■ Exercise
Across these entries, how many lines contain the word "bare"? Answer with only the number.

[Natural language region descriptions]
○ ○ ○ ○ ○

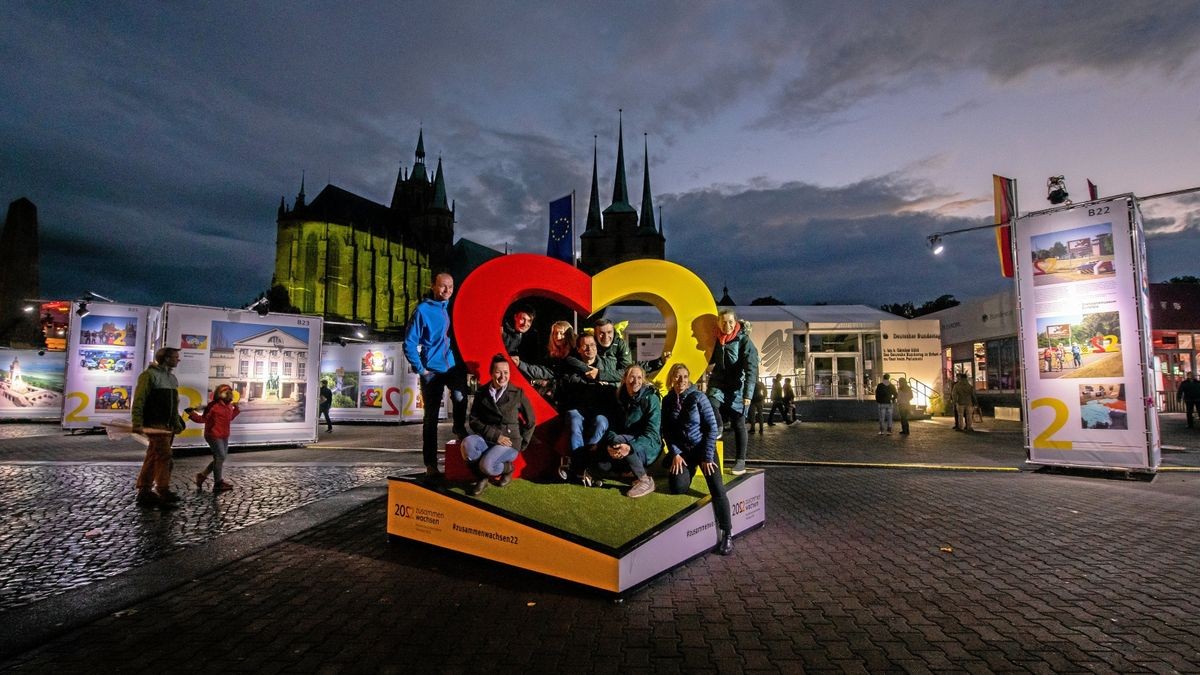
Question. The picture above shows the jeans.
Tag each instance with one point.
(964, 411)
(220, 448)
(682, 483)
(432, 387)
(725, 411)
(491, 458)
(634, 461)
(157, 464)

○ ○ ○ ○ ○

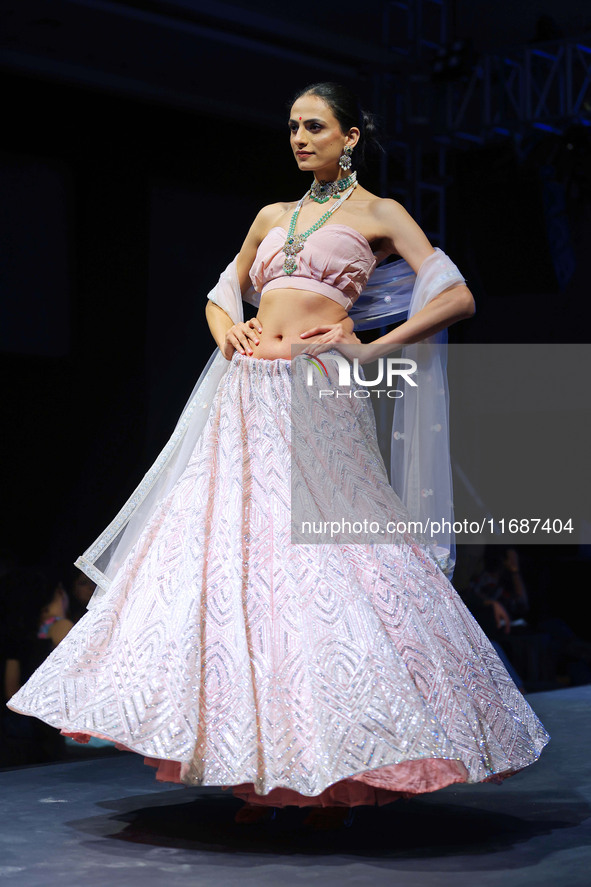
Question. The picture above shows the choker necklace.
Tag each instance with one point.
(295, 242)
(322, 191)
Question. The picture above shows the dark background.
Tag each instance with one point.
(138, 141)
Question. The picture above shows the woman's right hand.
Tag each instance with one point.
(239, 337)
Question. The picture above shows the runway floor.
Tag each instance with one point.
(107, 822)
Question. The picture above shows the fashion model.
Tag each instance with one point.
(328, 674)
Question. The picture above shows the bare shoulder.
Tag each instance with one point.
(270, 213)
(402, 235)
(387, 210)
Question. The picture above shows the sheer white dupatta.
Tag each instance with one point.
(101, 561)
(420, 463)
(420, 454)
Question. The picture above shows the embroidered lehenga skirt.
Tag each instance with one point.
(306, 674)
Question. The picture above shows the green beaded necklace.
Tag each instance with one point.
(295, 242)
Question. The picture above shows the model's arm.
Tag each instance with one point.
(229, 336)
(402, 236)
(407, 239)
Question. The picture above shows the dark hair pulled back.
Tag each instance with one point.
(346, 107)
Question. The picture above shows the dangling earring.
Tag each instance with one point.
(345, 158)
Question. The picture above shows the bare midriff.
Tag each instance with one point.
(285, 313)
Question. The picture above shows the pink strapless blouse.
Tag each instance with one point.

○ ○ ○ ○ ○

■ Answer area
2